Examples of point labeling
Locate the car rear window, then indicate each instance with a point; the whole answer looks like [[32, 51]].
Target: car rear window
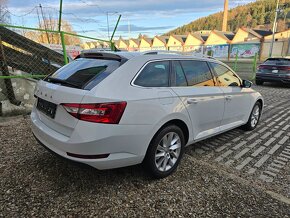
[[277, 61], [83, 73]]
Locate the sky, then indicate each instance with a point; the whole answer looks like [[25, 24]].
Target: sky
[[89, 17]]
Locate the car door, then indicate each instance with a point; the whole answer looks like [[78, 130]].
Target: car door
[[237, 99], [194, 84]]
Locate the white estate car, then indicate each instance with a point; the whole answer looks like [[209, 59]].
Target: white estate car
[[112, 110]]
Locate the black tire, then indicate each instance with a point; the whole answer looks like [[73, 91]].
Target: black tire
[[249, 125], [259, 82], [150, 161]]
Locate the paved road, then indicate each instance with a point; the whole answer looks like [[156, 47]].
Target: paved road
[[261, 155]]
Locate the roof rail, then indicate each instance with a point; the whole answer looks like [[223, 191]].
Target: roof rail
[[177, 53], [161, 52]]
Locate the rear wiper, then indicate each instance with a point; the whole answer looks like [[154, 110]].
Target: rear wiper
[[55, 80]]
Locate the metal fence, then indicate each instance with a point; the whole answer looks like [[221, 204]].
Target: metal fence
[[27, 54]]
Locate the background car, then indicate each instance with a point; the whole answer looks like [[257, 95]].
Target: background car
[[274, 70], [111, 110]]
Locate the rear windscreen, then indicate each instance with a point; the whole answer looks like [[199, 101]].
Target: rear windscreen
[[83, 73], [277, 61]]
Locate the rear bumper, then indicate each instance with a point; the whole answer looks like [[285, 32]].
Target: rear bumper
[[126, 145], [272, 78]]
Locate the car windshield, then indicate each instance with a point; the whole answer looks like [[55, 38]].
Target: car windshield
[[83, 73], [277, 61]]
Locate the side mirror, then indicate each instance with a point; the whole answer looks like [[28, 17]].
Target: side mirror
[[246, 84]]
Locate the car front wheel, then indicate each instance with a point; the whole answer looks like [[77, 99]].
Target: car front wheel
[[165, 151]]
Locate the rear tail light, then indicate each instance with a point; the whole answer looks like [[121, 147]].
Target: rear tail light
[[110, 113]]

> [Work to be completed]
Give the data as a JSON list of strings, one per line with blank lines omitted, beginning at the line that has "Locate the sky, then" and ending after the line that has "[[126, 145], [272, 78]]".

> [Final result]
[
  "Locate the sky, then indicate each instance with a point; the whole answer looks like [[25, 24]].",
  "Target: sky",
  "[[89, 17]]",
  "Locate the car door, then indicate each instance with a point; the whole answer looks like [[78, 130]].",
  "Target: car door",
  "[[237, 99], [194, 84]]",
  "Locate the white estate car, then indicate each instance with a point; the whole answer looks like [[209, 59]].",
  "Target: white estate car",
  "[[112, 110]]",
  "Locate the black tire, then indicate each instance with a point; the whole answer looks like [[73, 91]].",
  "Target: black tire",
  "[[249, 125], [259, 82], [150, 161]]",
  "Locate the paved road, then indicate each instance with a point; the whole answer looks like [[156, 47]].",
  "Target: paved road",
  "[[261, 155]]",
  "Locate the roof rail, then indicate each instance with a point; the whole answer looks like [[223, 191]].",
  "Target: roof rail",
  "[[177, 53], [161, 52]]",
  "Locate the rear wiper, then indicate each instance with a point; the whole answer looks like [[154, 110]].",
  "Target: rear wiper",
  "[[55, 80]]",
  "Locate the metal fence, then indicate each instance with a point; the whole answer looks like [[221, 204]].",
  "Target: metal fence",
  "[[27, 54]]",
  "Locate the background car, then indicate each instance with a point; the whole answer looks like [[257, 95]].",
  "Target: background car",
  "[[274, 70], [111, 110]]",
  "Locate the rear windscreen, then indicate each instance with a point; the whole answer looks like [[199, 101]].",
  "Target: rear windscreen",
  "[[83, 73], [277, 61]]",
  "Locate the rear bumper, then indicate each instance with a point; the whole answer looks like [[285, 32]].",
  "Target: rear bumper",
  "[[126, 145], [272, 78]]"
]